**THE PROBLEM**
Extend the patent description of sol-gel synthesis of nanostructured metal oxides, picking up after its final sentence.

The present invention relates to a method of making nanostructured metal-oxides using sol-gel chemistry, particularly to using metal salt precursors.
A new synthesis approach to forming energetic materials, specifically pyrotechnics, explosives, and propellants, using the chemical sol-gel methodology is described and claimed in U.S. application Ser. No. 08/926,357 filed Sep. 9,1997 and now U.S. Pat. No. 6,666,935, entitled “Sol-Gel Manufactured Energetic Materials” and in International Application No. PCT/US98/18262 (WO 99/12870) published Mar. 18, 1999. In energetic composites we can control oxidizer-fuel balances at the nanometer scale.
Sol-gel chemistry involves the reactions of chemicals in solution to produce nanometer-sized primary particles, called “sols.” The “sols” can be linked to form a three-dimensional solid network, called a “gel,” with the remaining solution residing within open pores. Solution chemistry determines the resulting nanostructure and composition, which in turn determine the material properties. Controlled evaporation of the liquid phase results in a dense porous solid, “xerogel.” Supercritical extraction (SCE) eliminates the surface tension and in so doing the capillary forces of the retreating liquid phase that collapse the pores. The results of SCE are highly porous, lightweight solids called “aerogels.” A typical gel structure is characteristically very uniform because the particles and the pores between them are on the nanometer size scale. Such homogeneity ensures uniformity of the material properties, which is one of the key reasons for synthesizing energetic materials using the sol-gel methodology.
Nanocomposites are multicomponent materials in which at least one of the component phases has one or more dimensions (length, width, or thickness) in the nanometer size range, usually defined as 1 to 100 nm. Energetic nanocomposites are a class of materials that have a fuel component and an oxidizer component intimately mixed in which at least one of the component phases which meets the size definition. A sol-gel derived pyrotechnic is an example of an energetic nanocomposite, in which metal-oxide nanoparticles react with metals and other fuels in very exothermic reactions. The fuel resides within the pores of the solid matrix while the oxidizer comprises at least a portion of the skeletal matrix. Nanometer to millimeter size materials can be added to the matrix and processed to form a xerogel to achieve the desired performance properties. The sol-gel formulations, reported here, allow for intimate mixing of components at the nanoscale level and again have the potential for water processing. This sol-gel methodology can be used to make nanostructured energetic materials with potentially superior performance than existing formulations, and incorporate all the safety and low toxicity considerations of water or other environmentally acceptable processing solvent-based systems.

**AVAILABLE DATA**
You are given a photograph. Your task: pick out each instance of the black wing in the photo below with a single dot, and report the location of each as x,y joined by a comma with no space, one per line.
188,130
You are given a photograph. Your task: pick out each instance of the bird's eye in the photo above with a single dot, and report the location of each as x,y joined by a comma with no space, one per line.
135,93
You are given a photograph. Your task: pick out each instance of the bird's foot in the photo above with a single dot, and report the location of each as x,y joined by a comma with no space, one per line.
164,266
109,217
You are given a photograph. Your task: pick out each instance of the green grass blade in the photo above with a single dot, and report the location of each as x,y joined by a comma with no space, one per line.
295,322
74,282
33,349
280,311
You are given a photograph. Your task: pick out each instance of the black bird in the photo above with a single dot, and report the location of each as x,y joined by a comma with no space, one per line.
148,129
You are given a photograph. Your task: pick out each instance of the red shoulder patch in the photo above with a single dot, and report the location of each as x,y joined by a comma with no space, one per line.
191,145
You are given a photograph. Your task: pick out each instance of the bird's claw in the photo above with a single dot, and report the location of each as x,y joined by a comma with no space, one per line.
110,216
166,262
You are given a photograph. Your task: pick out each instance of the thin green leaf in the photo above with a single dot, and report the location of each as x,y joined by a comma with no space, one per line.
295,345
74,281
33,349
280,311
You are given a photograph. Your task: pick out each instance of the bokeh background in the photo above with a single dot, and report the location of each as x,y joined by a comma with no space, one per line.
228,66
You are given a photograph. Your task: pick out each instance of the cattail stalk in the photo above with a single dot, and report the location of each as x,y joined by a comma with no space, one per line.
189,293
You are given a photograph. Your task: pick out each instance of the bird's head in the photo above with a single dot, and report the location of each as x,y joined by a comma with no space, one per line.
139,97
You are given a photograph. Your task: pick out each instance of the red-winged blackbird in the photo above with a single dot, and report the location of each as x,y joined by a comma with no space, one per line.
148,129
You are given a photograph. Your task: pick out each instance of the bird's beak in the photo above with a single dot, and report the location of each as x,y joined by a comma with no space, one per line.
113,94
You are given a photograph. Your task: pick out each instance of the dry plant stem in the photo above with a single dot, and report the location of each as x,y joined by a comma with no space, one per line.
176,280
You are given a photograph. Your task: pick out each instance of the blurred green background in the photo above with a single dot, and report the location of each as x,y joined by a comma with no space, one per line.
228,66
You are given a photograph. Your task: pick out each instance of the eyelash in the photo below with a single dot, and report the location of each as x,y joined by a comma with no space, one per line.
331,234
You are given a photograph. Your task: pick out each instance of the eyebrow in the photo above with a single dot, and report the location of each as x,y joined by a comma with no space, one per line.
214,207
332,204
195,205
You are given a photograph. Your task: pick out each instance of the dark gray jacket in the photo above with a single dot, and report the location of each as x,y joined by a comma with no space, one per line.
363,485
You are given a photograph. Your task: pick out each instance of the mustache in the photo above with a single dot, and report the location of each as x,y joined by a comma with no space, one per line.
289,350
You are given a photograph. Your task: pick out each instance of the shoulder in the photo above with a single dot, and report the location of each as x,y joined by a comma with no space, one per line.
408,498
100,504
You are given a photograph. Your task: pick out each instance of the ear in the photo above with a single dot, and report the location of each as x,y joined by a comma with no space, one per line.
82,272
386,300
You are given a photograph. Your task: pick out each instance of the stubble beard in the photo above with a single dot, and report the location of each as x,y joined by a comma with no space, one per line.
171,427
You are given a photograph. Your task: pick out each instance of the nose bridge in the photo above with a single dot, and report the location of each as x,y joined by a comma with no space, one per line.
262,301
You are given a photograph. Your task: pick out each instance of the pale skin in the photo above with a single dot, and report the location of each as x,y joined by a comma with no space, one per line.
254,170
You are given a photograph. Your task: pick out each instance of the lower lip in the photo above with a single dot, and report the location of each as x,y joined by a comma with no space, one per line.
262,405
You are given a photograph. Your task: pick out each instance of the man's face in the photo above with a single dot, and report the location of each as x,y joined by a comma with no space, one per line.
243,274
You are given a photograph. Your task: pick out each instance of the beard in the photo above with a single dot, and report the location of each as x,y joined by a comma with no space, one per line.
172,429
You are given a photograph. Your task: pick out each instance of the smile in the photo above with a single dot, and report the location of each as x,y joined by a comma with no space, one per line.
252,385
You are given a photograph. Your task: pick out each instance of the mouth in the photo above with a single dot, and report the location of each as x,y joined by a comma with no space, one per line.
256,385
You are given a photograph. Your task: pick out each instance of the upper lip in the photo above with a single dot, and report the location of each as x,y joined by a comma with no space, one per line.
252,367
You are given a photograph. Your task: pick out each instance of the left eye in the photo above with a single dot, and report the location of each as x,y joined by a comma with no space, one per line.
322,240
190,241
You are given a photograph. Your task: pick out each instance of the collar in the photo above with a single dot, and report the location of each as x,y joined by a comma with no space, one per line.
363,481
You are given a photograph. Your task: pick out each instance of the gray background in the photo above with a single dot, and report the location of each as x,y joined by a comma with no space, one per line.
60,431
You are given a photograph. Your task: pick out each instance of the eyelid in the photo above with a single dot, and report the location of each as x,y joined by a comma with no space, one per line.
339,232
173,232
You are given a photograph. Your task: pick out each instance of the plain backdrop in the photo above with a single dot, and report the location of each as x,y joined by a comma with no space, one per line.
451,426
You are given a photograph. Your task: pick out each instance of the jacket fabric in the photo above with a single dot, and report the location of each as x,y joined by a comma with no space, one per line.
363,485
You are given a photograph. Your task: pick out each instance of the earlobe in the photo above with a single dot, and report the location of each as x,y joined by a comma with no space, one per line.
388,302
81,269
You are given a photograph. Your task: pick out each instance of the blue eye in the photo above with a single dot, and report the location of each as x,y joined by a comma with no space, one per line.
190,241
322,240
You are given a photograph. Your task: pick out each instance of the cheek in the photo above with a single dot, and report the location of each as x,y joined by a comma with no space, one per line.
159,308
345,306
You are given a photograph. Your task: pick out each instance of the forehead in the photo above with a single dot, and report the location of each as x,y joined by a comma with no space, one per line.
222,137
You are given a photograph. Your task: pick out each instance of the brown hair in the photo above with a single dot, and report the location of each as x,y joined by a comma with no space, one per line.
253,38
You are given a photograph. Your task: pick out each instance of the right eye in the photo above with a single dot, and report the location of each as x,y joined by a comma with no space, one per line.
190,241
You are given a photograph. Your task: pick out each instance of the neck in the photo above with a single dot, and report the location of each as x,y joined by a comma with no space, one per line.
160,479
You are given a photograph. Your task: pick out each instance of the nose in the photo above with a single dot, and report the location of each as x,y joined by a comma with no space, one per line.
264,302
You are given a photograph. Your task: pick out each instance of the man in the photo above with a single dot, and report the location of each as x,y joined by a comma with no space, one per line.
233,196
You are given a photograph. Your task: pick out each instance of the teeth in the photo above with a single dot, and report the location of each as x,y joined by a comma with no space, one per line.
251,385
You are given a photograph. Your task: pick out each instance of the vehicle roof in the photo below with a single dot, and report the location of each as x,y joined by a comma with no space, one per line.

**REPLY TO THE TASK**
The present invention is a new general synthetic route for producing nanostructured metal-oxides which employs the use of stable and inexpensive metal salts and environmentally friendly solvents such as water and ethanol in which the salts are dissolved, followed by the addition of a proton scavenger which induces gelation, after which the gel is dried to form an aerogel or a xerogel. Also, insoluble metals and polymers can be added just prior to gelation for changing the characteristics of the material. By this method many metal-oxide nanostructured materials have been synthesized using numerous metal salts. The invention of making metal-oxide-based materials using sol-gel chemistry is applicable to oxides formed from the following elements of the periodic table: Groups 2 through 13, part of Group 14 (germanium, tin, lead), part of Group 15 (antimony, bismuth), part of Group 16 (polonium), and the lanthanides and actinides.